### Stated task 1
Update the entries from the line with "For the benchmark, mark each instance of the dog's head" through the end of the entries by replacing "head" with "muzzle" and leaving everything else unchanged. Return only those lines.

Continued discussion (if needed) on SC-82 redux (CA-assisted validation) https://github.com/slghtr-says/servercert/pull/3/files:

- Michael Slaughter incorporated feedback from the last few meetings into the draft and is looking for comments and additional feedback. Following this meeting, Slaughter will send out this link so that everyone can review.

- Martijn suggested being even more specific by stating this method does not incorporate the DCV reuse policy as stated in the other section? Slaughter was considering the scenario where someone puts the TTL in the DNS TXT record for 5 years. That doesn’t seem like something we want to allow. Aaron stated we do effectively have an upper bound on it anyway, which is the validation data reuse period, so even if they set the TTL to 5 years, we still wouldn’t be able to reuse the validation data more than 398 days out. Slaughter agrees and they had previous discussions related to whether or not to make it explicit that this method is excluded from that clause in the validation reuse period, but Aaron is right that the validation reuse period serves as the upper bound constraint. Martijn expressed concern that this might be read as that's the top constraint even if the TTL is a lot lower. Corey shares this concern and thinks it would be good to be explicit in 4.2.1 and then also have a reference to 4.2.1 in this note to say that the TTL or the 8 hours supersedes anything in 4.2.1. Aaron thinks line 1010 is saying that there are 2 possible boundaries on when you can issue a certificate; one is the validation data reuse period, so if by default you can only reuse validation data for up to 398 days, but if the TTL of the DNS TXT record is lower than the validation reuse period, then you have to abide by the TTL of the DNS TXT record with the exception that if the TTL of the DNS TXT record is unreasonably low, like one second, you still have 8 hours to complete the issuance process - right? Slaughter confirmed. Aaron suggested the intent is that you must respect the TTL of the DNS TXT record if it is between 8 hours and the validation data reuse period. If it is outside of that, less than 8 hours, or more than the validation reuse period, then you use those boundaries instead. Slaughter confirmed this was the intent. Martijn suggested that a TTL of 12 hours could be interpreted as well; the DCV reuse is still in effect, so I can reuse it for 398 days. That’s not intended right? Slaughter confirmed it should be 12 hours at that point. Martijn will propose some language.

### Provided data
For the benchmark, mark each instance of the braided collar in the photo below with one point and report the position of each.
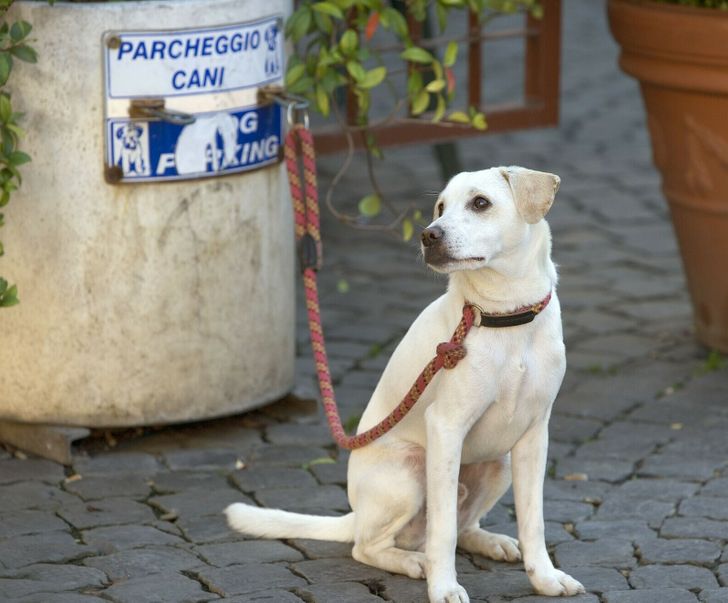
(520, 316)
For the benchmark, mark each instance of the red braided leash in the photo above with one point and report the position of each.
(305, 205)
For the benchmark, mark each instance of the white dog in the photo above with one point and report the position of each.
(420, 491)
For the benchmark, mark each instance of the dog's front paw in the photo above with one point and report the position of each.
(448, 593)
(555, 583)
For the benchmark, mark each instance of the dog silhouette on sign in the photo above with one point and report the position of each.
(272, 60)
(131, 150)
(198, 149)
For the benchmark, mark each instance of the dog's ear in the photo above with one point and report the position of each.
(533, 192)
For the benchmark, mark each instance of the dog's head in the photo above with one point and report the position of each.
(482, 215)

### Stated task 2
Name every person mentioned in the notes on SC-82.

### Complete response 1
For the benchmark, mark each instance of the dog's muzzle in the photo above with one point and report the position of each.
(482, 215)

### Complete response 2
Michael Slaughter, Martijn, Aaron, Corey